--- Start GIVEN PASSAGE ---

The app affords its users an anonymous platform for peer-to-peer interactions and also provides technical support through trained psychiatrics, lawyers and officers to survivors of sexual assault and domestic violence; connecting them to numerous stakeholders who are invested in educating, supporting, and counselling victims.
Based on the need to connect women and girls going through some of the negative psychological effects inflicted on them through physical abuse, creator of the application Osasumwen Paul-Azino, noted the importance of the app in improving the mental health of women and girls going through the trauma associated with gender based violence.
“It’s a women and girls’ mobile application because we are particular about providing the proper value chain for gender based violence.
“Yes, we advocate for a change, we have ensured that women get safe space but we also need to find platforms that address mental health issues because it is a public health issue and we need to be able to address them.
“So, we thought this mobile app will give these women an anonymity where they are able to talk about their issues without fear of being criticised or judged,” she said.
Preceding the launch, a panel was set up to highlight some of the limiting factors peculiar to and facing the female folks in the society today, and some of ways in which women can get their voices to be heard.
Simi Olusola, Adenrera Olayinka Adeyemi, Mbanefo Perpetua and Gbonjubola Babalola comprised the panel.

--- End GIVEN PASSAGE ---

» **SET EXERCISE 1**
Answer these from the article about the app:
(a) Who created the application?
(b) What was set up before the launch?
(c) Who made up that group?
» **SET EXERCISE 2**
Does the article about the app support each statement? Answer yes or no, and quote the words that settle it.
(a) Users of the app can stay anonymous.
(b) The panel took place after the launch.
(c) The creator calls mental health a public health issue.
» **SET EXERCISE 3**
Write the next few sentences of the article about the app, picking up right after its last line.
The rows placed after this article play no part here.

--- Start DATASET CONTENT ---

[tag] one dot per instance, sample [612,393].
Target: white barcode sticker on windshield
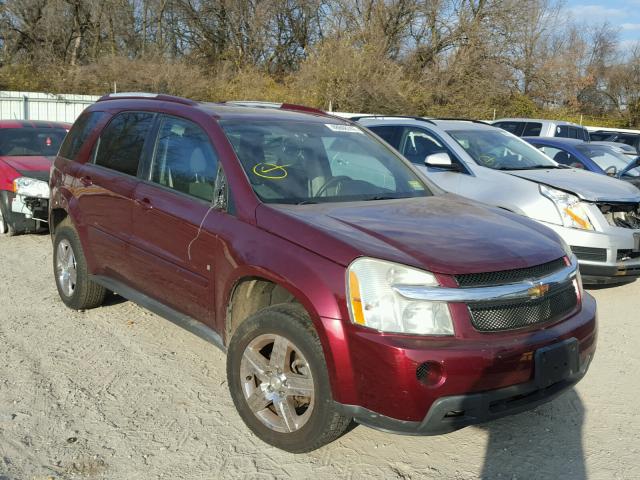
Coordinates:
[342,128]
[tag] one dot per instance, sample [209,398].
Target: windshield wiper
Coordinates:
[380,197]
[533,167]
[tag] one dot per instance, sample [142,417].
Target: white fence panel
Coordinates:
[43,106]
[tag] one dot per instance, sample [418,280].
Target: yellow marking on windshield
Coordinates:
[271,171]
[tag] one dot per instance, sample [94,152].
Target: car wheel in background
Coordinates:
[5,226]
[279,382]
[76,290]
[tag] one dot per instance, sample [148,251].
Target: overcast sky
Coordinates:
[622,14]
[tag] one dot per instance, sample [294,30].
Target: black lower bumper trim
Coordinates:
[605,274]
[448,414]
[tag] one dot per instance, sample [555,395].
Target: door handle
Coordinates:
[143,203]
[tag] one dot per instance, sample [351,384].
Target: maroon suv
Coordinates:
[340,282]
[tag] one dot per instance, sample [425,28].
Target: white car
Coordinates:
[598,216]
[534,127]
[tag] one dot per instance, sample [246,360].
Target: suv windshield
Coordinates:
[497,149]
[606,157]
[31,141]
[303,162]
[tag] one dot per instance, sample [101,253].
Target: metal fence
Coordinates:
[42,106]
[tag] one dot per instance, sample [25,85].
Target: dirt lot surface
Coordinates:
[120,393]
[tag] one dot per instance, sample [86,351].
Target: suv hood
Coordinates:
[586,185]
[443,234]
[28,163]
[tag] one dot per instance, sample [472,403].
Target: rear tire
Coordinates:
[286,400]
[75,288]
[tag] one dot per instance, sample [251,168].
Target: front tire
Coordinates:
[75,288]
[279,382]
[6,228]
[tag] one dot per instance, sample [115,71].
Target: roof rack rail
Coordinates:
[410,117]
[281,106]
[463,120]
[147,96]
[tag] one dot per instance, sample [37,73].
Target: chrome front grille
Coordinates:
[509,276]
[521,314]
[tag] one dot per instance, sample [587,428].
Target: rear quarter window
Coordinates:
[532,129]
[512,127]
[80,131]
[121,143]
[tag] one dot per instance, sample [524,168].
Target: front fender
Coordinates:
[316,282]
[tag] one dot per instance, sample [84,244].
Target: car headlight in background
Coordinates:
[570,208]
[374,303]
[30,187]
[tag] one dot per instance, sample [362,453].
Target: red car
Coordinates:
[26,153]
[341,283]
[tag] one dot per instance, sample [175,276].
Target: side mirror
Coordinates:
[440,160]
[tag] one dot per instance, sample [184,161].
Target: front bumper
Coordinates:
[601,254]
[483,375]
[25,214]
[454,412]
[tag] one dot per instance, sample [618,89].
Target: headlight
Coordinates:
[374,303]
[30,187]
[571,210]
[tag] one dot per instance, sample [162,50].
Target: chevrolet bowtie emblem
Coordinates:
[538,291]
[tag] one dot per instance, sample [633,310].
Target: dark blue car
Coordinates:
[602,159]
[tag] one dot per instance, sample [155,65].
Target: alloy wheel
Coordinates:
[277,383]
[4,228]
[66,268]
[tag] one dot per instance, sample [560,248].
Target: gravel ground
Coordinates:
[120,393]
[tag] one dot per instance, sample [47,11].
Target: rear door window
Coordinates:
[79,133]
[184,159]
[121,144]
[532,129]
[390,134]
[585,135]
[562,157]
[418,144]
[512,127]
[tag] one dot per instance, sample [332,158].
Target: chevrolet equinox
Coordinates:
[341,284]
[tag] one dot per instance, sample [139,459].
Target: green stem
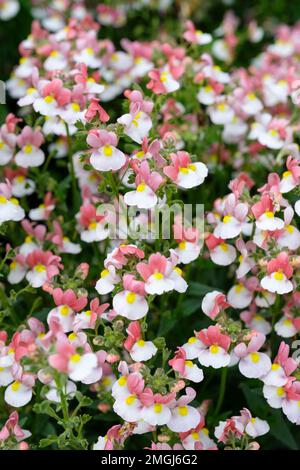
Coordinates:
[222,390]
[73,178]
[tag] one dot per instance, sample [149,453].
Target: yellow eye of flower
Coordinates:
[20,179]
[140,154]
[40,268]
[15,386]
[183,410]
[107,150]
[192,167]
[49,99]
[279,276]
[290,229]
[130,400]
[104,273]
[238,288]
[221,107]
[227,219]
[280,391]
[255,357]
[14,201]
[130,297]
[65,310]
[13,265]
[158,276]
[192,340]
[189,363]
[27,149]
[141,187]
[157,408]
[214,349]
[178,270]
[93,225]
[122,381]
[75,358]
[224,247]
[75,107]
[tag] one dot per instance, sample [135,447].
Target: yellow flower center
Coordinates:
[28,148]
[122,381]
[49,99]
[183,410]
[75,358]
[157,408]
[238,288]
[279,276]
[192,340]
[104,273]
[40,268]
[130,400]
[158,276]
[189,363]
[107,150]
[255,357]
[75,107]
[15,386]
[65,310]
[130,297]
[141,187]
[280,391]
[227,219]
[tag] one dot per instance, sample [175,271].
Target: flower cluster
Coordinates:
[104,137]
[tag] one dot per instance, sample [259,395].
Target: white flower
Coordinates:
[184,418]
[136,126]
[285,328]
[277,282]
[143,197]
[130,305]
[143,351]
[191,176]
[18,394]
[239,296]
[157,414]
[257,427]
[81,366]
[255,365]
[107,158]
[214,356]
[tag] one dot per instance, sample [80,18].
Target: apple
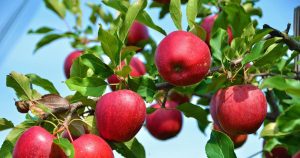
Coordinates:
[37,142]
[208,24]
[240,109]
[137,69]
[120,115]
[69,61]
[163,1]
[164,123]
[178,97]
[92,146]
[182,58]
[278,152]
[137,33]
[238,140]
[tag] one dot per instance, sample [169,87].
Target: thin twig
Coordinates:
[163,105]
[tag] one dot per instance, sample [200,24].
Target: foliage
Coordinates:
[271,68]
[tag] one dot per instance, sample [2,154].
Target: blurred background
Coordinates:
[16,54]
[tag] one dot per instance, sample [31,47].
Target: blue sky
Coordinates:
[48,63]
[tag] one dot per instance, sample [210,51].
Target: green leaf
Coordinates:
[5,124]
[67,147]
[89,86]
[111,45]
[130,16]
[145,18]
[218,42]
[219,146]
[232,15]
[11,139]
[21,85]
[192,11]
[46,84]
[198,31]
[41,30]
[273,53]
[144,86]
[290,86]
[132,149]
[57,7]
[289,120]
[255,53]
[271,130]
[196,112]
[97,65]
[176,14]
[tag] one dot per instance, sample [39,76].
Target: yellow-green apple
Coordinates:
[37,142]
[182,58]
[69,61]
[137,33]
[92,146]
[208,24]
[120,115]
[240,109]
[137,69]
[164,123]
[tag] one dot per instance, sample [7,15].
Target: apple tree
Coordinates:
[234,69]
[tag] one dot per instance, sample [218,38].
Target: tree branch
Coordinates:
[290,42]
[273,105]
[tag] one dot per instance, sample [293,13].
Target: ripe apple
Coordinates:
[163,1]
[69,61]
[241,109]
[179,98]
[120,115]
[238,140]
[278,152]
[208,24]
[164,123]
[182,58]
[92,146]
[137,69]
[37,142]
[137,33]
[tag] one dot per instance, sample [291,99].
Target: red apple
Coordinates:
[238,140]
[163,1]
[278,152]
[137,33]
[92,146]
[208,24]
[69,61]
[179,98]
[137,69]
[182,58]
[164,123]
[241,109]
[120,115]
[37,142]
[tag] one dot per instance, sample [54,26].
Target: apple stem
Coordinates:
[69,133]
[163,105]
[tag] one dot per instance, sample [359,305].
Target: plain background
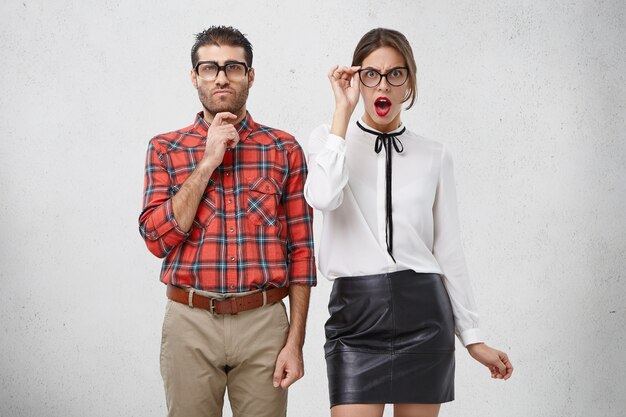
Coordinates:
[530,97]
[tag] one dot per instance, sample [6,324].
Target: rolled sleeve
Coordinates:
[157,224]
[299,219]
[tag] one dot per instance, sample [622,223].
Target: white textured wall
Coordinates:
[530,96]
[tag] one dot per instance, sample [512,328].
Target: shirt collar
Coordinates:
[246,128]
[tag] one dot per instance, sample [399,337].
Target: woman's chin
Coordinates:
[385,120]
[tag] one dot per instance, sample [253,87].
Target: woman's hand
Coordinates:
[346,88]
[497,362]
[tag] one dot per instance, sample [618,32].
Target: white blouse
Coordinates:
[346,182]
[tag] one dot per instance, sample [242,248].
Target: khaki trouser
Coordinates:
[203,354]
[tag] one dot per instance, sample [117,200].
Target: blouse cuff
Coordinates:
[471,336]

--- End DATASET CONTENT ---
--- Start DATASET CONTENT ---

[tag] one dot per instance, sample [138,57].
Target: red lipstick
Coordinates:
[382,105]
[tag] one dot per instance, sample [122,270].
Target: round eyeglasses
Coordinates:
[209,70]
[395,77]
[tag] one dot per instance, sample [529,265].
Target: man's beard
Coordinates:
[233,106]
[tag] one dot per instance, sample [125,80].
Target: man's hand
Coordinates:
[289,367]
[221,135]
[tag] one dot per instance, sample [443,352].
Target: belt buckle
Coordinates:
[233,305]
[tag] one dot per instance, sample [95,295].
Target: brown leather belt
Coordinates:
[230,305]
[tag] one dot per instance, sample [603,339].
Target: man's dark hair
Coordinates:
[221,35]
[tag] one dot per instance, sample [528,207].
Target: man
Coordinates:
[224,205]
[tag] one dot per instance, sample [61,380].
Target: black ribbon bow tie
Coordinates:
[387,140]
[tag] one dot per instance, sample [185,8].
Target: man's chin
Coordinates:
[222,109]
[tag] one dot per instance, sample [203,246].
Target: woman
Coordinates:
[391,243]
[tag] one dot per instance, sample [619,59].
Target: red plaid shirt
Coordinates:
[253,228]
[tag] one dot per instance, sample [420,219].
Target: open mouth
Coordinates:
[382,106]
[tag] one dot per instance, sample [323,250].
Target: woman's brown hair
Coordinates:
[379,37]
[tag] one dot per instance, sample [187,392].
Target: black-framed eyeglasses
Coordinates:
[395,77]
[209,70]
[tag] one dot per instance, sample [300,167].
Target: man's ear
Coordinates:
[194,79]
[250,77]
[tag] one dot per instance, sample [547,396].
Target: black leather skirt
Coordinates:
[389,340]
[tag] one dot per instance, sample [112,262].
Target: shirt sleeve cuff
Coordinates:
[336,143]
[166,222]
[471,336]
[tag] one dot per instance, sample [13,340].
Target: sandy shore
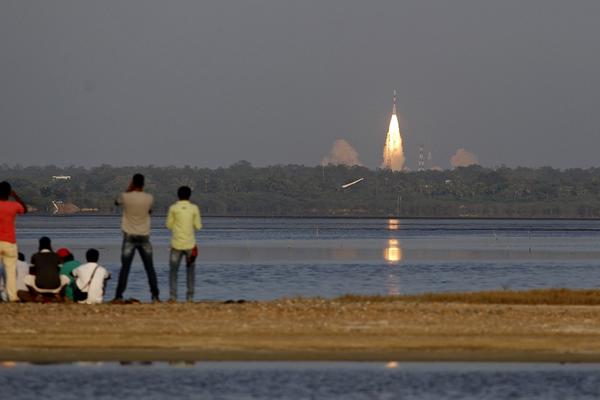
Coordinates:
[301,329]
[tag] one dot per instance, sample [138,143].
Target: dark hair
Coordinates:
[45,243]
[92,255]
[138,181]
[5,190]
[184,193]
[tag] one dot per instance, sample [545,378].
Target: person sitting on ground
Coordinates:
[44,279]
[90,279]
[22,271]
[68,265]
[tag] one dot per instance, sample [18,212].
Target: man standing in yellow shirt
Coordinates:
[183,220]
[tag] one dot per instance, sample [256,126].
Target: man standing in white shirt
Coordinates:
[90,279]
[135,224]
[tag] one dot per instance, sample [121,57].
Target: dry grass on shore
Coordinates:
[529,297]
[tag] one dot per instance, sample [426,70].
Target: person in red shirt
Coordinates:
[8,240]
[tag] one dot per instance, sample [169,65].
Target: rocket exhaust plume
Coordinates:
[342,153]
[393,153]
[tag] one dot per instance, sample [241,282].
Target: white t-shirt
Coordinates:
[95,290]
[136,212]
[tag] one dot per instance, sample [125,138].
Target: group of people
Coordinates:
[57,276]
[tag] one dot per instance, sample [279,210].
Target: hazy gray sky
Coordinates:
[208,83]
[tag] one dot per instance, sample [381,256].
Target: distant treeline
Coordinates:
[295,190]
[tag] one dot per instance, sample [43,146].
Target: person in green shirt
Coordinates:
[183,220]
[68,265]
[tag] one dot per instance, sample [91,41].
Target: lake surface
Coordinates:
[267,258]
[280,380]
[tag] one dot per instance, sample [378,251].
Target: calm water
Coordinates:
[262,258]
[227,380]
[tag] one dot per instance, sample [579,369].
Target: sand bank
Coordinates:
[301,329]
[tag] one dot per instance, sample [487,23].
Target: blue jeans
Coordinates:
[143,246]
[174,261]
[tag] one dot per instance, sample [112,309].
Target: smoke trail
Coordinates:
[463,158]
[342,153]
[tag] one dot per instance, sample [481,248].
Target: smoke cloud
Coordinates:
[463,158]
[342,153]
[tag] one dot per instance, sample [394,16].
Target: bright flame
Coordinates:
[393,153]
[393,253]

--- End DATASET CONTENT ---

» **WRITTEN ANSWER 1**
(a) Osasumwen Paul-Azino
(b) A panel
(c) Simi Olusola, Adenrera Olayinka Adeyemi, Mbanefo Perpetua and Gbonjubola Babalola

» **WRITTEN ANSWER 2**
(a) Yes: "The app affords its users an anonymous platform for peer-to-peer interactions"
(b) No: "Preceding the launch, a panel was set up"
(c) Yes: "because it is a public health issue"

» **WRITTEN ANSWER 3**
In the near future, Paul-Azino hopes to expand the scope of the app to accommodate the male counterparts by way of extending some of its services to men and boys who have also experienced sexual assaults and domestic violence. She believes that such experiences can be replicated in relationships of men scarred by the experience.
“The idea is to bring everybody together in the collaboration. Boys also get raped. One of the things that we leave out is that when gender based violence happen, particularly between intimate partners or domestic violence, children are usually part of the story.
It is almost like secondary trauma because whether male or female, you see the trauma and then you replicate it in your life, or in your relationship.
“There are stakeholders who attend to the men and the boys in the spectrum, and we hope that as we start –this is a first step for us– we are able to integrate men and boys,” she declared.